▶ _Passage provided_
================

The main courses were all superb. Jim tried the special of the day, soft-shell crab. They were simply fresh and delicious, lightly sautéed with a little lemon. Bernice had the duck, nice and crisp, with apricot sauce and her usual: "Please no vegetables, can I have French fries?" I had the swordfish which was moist and flavorful and served with edamame, peas, ramps, and potatoes finished with a Creole emulsion.

Left to right: soft-shell crab; duck; swordfish.

The dessert selection was solid, but not mind-blowing. There were about six choices, including ricotta doughnuts and a trio of sorbets. We had the chocolate bread pudding served with booze-soaked cherries and vanilla ice cream and the toasted lemon pound cake served with coffee ice cream. They were fantastic!

Besides the fact that the waiter did not know what the foie gras of the day was when I asked, and that the butter was ice cold (which kind of kills the warm bread service), I would have to say I thoroughly enjoyed this meal.

Monday, January 25, 2016

Snow Day!

Projects to do on an unexpected day at home
Yesterday we had a major snowstorm on Long Island. It took us one-and-a-half hours to shovel the stairs, the path to the car, and then release the car from the 3-foot snow drift that covered it. Aside from a sore back, it was kind of fun. This morning I carefully walked to the train station on the black ice in the dark, only to find the trains (in spite of the MTA website saying things were running on schedule) were not actually running. So I turned around and headed home.
Now what do I do?

================

[Stored data entries]

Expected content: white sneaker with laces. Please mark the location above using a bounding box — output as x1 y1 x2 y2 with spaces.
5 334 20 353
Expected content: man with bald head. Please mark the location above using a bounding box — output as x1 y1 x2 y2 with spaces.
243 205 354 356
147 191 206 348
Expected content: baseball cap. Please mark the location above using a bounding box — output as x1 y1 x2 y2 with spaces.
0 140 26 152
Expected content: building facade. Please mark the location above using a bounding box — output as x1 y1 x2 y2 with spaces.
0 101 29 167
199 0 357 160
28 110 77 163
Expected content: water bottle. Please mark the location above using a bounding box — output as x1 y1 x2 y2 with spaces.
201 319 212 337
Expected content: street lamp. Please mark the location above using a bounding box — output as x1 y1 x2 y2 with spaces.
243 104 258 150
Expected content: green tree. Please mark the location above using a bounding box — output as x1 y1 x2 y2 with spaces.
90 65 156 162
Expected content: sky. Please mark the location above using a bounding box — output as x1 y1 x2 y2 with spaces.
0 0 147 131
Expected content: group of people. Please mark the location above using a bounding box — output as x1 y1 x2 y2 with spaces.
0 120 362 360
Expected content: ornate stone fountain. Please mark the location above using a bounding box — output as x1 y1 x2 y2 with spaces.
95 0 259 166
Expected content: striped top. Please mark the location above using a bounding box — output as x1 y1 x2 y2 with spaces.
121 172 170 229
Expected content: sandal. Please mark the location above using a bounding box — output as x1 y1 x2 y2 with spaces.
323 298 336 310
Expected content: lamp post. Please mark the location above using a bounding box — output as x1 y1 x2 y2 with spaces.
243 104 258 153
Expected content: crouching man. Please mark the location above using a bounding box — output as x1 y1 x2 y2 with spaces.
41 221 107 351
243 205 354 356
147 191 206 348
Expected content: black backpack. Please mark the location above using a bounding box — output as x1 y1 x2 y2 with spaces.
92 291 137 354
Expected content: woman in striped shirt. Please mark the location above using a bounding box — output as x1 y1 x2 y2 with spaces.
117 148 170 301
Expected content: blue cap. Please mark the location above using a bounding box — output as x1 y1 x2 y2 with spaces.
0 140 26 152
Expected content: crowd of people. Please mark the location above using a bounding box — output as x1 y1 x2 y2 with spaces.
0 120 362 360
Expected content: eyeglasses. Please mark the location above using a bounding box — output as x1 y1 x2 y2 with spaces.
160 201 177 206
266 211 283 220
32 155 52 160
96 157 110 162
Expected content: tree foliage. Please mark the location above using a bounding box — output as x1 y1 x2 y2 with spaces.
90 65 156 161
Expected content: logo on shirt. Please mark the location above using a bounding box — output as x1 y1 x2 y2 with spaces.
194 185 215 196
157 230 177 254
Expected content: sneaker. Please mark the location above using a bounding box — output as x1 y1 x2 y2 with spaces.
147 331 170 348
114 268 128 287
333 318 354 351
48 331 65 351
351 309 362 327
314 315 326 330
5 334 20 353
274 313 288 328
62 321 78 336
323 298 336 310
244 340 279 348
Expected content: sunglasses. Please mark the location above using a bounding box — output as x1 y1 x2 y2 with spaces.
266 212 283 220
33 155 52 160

================

▶ _Assignment A_
From the blog excerpt, list everything served with the swordfish.
▶ _Assignment B_
Proceed with the blog excerpt about the snow day, picking up after its final line.

▶ _Answer box A_
edamame, peas, ramps, potatoes, Creole emulsion

▶ _Answer box B_
It's time to bake bread! One kind of bread I have never tried is a classic baguette. So I went to Food52, my go-to reliable food website and found this recipe, here we go:

Dan Leader's 4 hour Baguette

Makes 3 baguettes

1 1/2 cup (12 ounces) tap water, heated to 115° F
1 teaspoon (1/8 ounce) active dry yeast
3 1/4 cups (14 2/3 ounces) all-purpose flour
3 teaspoons (3/8 ounces) kosher salt
Canola oil, for greasing bowl
1/2 cup ice cubes

Whisk together water and yeast in a large bowl; let sit until yeast is foamy, about 10 minutes. Add flour, and stir with a fork until dough forms and all flour is absorbed; let dough sit to allow flour to hydrate, about 20 minutes. Add salt, then transfer dough to a lightly floured work surface, and knead until smooth and elastic, about 10 minutes. Transfer dough ball to a lightly greased bowl, cover bowl with plastic wrap, and place bowl in a cold oven or microwave. Let dough rest until doubled in size, about 45 minutes.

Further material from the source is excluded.